[Task requirements]: Transcribe the records underneath word for word, and leave no line out.

[Saved data entries]:
++++++

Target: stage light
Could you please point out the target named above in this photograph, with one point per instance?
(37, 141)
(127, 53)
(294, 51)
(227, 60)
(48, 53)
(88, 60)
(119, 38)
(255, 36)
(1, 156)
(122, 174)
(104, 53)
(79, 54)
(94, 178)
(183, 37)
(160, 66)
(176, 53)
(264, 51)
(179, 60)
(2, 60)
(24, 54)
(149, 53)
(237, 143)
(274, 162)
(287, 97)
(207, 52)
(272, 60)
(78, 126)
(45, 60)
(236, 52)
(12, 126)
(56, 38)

++++++

[Response to the exercise]:
Target: stage light
Could you please point out the target named above in this photograph, with one point per instance?
(37, 141)
(127, 53)
(294, 51)
(227, 60)
(48, 53)
(88, 60)
(119, 38)
(255, 36)
(1, 156)
(122, 174)
(104, 53)
(79, 54)
(94, 178)
(183, 37)
(160, 66)
(176, 53)
(264, 51)
(179, 60)
(2, 60)
(24, 54)
(149, 53)
(237, 143)
(274, 162)
(287, 97)
(207, 52)
(272, 60)
(78, 126)
(45, 60)
(236, 52)
(12, 126)
(56, 38)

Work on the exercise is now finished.